Malcolm Turnbull, then Australia's prime minister, struggled to process Ruszczyk's death when asked about it at a press appearance.
"How can a woman out in the street in her pajamas seeking assistance from the police be shot like that?" Turnbull said. "It is a shocking killing."
The fact that Ruszczyk was killed by a law enforcement officer gripped the country. One tabloid newspaper blared the headline "American Nightmare" across its front page.
And over the past year in Minneapolis, Australian television crews have aggressively pursued Noor after court appearances, asking why he fired his weapon or even whether he was "innocent of murdering" Ruszczyk. Reporters from Australian news outlets are also in town this week to cover the trial.
Journalist Ben Knight covered the aftermath of Ruszczyk's killing for the Australian Broadcasting Corporation. He told MPR News at the time that his viewers were looking for anything to explain how this could have happened, and why the U.S. doesn't take measures to address it.
"Gun violence in America was a known quantity for sure. But when we look at it happening increasingly from police, that, I think, just adds a new element to it," Knight said. "And once again, you have us over there on the other side of the Pacific, looking over and just scratching our heads."
One reason for the difference between the two countries is simple: guns. Australia passed stricter laws in 1996 after a man killed 35 people at a tourist attraction in Port Arthur, Tasmania. Australia has lower rates of gun owners and lower rates of gun violence than the United States.
This gun culture affects how American police officers approach their jobs, said James Densley, a professor of criminal justice at Metropolitan State University. Police officers are trained to expect that people they encounter will be armed.
"You speak to police officers and police chiefs, they don't want more and more guns on the streets because that puts them at risk," Densley said. "So they are living with the sort of shadow of this over them."
This can lead, Densley said, to police officers doing things like taking their seat belts off so they'll have easier access to their firearms, even though they're more likely to be harmed by a car accident than in a shooting.
"There's this almost irrational fear of the risk that the policing job has, versus where there really is danger, and not taking the proper protocols," Densley said.

_Records provided_
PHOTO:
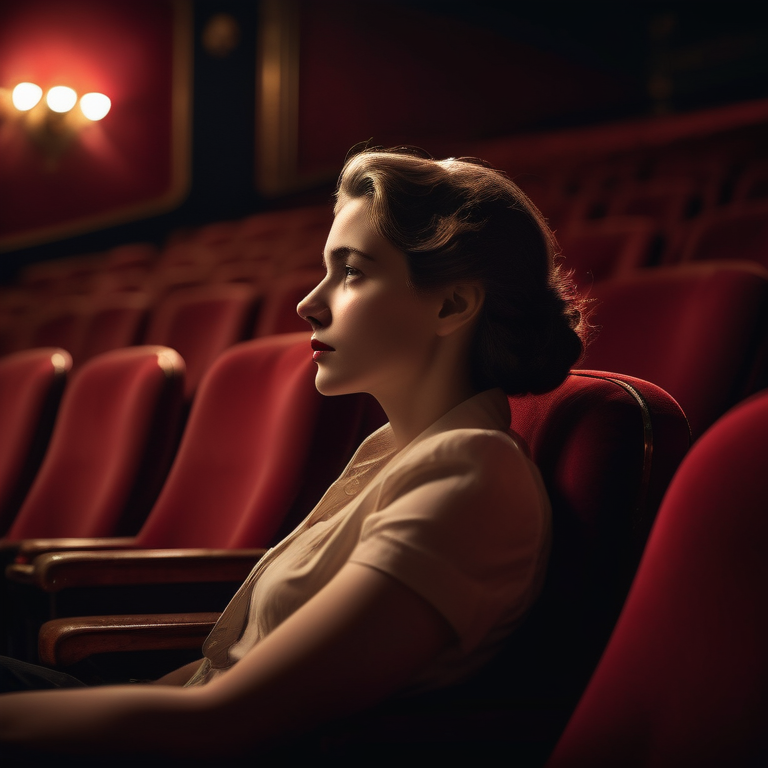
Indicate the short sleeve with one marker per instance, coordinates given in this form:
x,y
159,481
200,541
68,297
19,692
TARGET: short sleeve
x,y
465,524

_Work instruction A_
In the excerpt on reactions to Ruszczyk's killing, what event led Australia to pass stricter gun laws in 1996?
_Work instruction B_
Continue the excerpt on reactions to Ruszczyk's killing from its final sentence.

_Exercise result A_
A man killed 35 people at a tourist attraction in Port Arthur, Tasmania.

_Exercise result B_
There are also important differences between American and Australian law enforcement.
Terry Goldsworthy served as a police officer in the Queensland region of Australia for almost three decades and now teaches criminology. He said there's a cultural difference in how American police engage with the public.
"There is a kind of hardened aggressiveness to public interactions that we don't see over here," Goldsworthy said. "Some of that going on can go back to what we call the militarization of the police, or the rise of the warrior cop."
Australia's police forces are also more centralized than the 18,000 or so mostly independent law enforcement agencies in the United States.
"Those big organizations are better at providing training for the people within them," Goldsworthy said. "I just think it delivers a more professional service."
But Australia has policing problems as well. The Guardian newspaper published an investigation last year that showed frequent deaths of indigenous people being held in police custody, including in juvenile detention centers and prisons. They documented more than 400 deaths of indigenous Australians from everything from medical conditions to injuries between 1991 and 2018.
Still, the number of killings by law enforcement officers in the United States dwarfs the number in other countries, relative to population, including Australia.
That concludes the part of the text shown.